Task requirements:
Count the lines in the records that contain the string "white", matching case exactly, and reply with the number alone.

:: Supplied entries ::

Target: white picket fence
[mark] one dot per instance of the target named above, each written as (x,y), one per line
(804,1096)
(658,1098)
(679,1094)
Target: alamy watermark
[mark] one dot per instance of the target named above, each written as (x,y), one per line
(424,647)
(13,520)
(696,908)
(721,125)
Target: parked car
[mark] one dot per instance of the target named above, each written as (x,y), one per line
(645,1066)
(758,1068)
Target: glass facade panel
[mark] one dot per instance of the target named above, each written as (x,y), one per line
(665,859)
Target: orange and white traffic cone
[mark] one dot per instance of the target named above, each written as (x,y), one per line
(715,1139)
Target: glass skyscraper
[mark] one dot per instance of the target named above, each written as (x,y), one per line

:::
:: Supplied entries ::

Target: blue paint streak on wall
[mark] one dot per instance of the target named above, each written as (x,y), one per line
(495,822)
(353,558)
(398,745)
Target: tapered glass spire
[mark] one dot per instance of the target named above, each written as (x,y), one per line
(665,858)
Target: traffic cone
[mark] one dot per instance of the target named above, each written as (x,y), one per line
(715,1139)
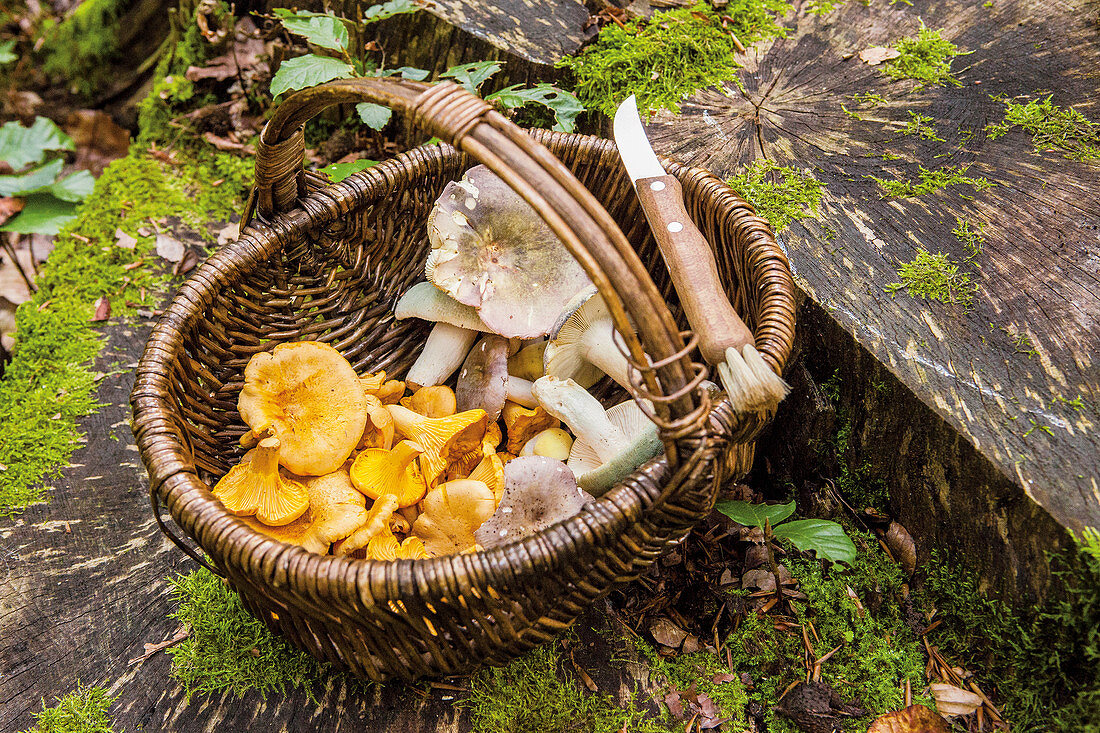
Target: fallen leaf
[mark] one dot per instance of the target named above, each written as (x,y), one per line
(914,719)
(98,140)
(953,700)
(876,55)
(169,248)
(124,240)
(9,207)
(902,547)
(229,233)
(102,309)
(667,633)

:::

Problem solution:
2